_Extrait fourni_.
※

Ces auteurs sont nés ici, en sont partis et se sont mis ensuite à écrire sur l’endroit alors que moi je suis né ailleurs et je suis revenu ici où m’a été offerte la possibilité d’écriture. Alors que Bergounioux, comme il l’explique extraordinairement bien, c’est le fait de partir qui lui a permis d’écrire. Du fait de ce chemin inverse, il y a quelques décalages probablement entre mon travail et le leur.
Votre premier livre, Un sentiment océanique est sous-titré « récit familial ». Écrit à la première personne, il se donne comme une confession, mais en fait, il est purement un roman. Comment s’élabore le rapport entre réel et fiction ?
Mon premier livre, je l’ai écrit un peu sur la pointe des pieds, en me disant que je verrai bien ce que ça allait donner. Je maintenais une distance dans l’écriture qu’il m’a semblé important de maintenir aussi vis-à-vis de l’autobiographie. Il m’a paru à ce moment-là que le « je » était la solution pour pouvoir écrire et qu’en même temps, j’avais absolument besoin d’introduire un certain nombre de distances dont je suis le seul à savoir où elles se trouvent. Mon travail a consisté ensuite, dans les trois ou quatre premiers livres, à approfondir ça le plus possible. Me maintenir sur cette ligne de crête entre quelque chose qui se donnerait comme autobiographique, mais qui ferait appel à quelque chose de beaucoup plus fictionnel et de le laisser indécidable le plus longtemps possible.

※

_Données_.
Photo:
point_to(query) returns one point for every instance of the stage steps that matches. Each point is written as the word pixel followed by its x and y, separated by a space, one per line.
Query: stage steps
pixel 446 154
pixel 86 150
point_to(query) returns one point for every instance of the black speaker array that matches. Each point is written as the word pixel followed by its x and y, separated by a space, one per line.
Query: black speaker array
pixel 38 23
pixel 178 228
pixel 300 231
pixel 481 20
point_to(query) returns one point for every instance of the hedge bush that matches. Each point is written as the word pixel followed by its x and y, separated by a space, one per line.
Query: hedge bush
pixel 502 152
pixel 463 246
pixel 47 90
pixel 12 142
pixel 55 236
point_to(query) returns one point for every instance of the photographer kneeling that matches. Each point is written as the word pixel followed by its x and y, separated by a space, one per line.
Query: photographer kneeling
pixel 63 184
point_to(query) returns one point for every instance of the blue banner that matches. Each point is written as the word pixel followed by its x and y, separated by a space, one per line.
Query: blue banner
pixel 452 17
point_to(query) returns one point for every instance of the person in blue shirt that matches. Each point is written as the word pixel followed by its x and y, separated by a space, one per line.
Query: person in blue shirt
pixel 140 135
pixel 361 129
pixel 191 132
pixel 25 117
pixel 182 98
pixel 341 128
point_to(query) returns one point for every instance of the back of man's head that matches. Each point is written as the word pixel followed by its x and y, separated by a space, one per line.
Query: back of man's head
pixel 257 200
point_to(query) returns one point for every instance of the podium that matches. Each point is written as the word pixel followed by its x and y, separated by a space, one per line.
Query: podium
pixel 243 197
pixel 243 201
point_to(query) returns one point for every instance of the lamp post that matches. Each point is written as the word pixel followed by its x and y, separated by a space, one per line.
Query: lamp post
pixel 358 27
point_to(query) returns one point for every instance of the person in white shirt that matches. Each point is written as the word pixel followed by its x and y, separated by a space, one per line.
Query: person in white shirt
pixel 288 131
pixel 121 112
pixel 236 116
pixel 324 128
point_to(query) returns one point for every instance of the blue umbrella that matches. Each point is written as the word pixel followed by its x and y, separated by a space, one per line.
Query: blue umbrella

※

_Tâches à réaliser_.
- 1) Traduisez en anglais, s'il vous plaît, cette phrase de l'entretien sur l'écriture : « Mon premier livre, je l’ai écrit un peu sur la pointe des pieds, en me disant que je verrai bien ce que ça allait donner. »
- 2) Recopiez, dans l'entretien sur l'écriture, le passage qui commence par les mots contenant « Mon premier livre, je » et s'achève sur « plus longtemps possible. ».
- 3) Donnez la suite de l'entretien sur l'écriture à partir de l'endroit où il s'arrête.
Les données forment un matériau indépendant de l'entretien sur l'écriture.

_Vos réponses_.
- 1) I wrote my first book somewhat on tiptoe, telling myself that I would see how it turned out.

- 2)
Mon premier livre, je l’ai écrit un peu sur la pointe des pieds, en me disant que je verrai bien ce que ça allait donner. Je maintenais une distance dans l’écriture qu’il m’a semblé important de maintenir aussi vis-à-vis de l’autobiographie. Il m’a paru à ce moment-là que le « je » était la solution pour pouvoir écrire et qu’en même temps, j’avais absolument besoin d’introduire un certain nombre de distances dont je suis le seul à savoir où elles se trouvent. Mon travail a consisté ensuite, dans les trois ou quatre premiers livres, à approfondir ça le plus possible. Me maintenir sur cette ligne de crête entre quelque chose qui se donnerait comme autobiographique, mais qui ferait appel à quelque chose de beaucoup plus fictionnel et de le laisser indécidable le plus longtemps possible.

- 3)
D’où vient ce désir de noyer le « je » dans la fiction ?
C’est le souhait de m’éparpiller le plus possible… Avec peut-être derrière un fantasme de disparition. C’est vrai que ça m’amuse assez de jouer avec les frontières, les ambiguïtés.
Tous vos romans abordent la famille. Le roman familial serait votre genre comme d’autres se consacrent au polar par exemple ?
Il se passe avec la famille ce qu’il se passe avec la géographie : ça me paraît inépuisable. L’écriture est pour moi un moyen d’exploration de cette structure qui est très lâche. J’ai la possibilité de faire entrer tous les itinéraires, toutes les contradictions, toutes les violences possibles parce que pour moi la famille est le champ où tout peut arriver. Le meilleur comme le pire. Quand j’ai fini un livre où je donne un aspect très noir de la famille, je me dis qu’on peut toujours aller plus loin et montrer plus encore l’essence profondément structurante et en même temps profondément délétère de la famille. Tout peut naître de la famille.
Le roman serait comme un laboratoire de physique où l’on étudierait la famille en prenant tel ou tel élément et en regardant quel précipité il provoque ?
Exactement. Avec quand même le souci que le regard posé dessus ne soit pas le compte rendu d’une expérience. J’essaie toujours d’être vraiment avec les personnages et sinon avec tous au moins avec le narrateur. Parce que je ne me vois pas décrire ces réalités-là en termes cliniques ni même mettre une distance qui s’apparenterait à de la froideur. Il m’est impossible d’écrire sans avoir une espèce d’empathie parfois déflagrante.
Mais c’est, chez vous, plutôt « familles, je vous hais » ?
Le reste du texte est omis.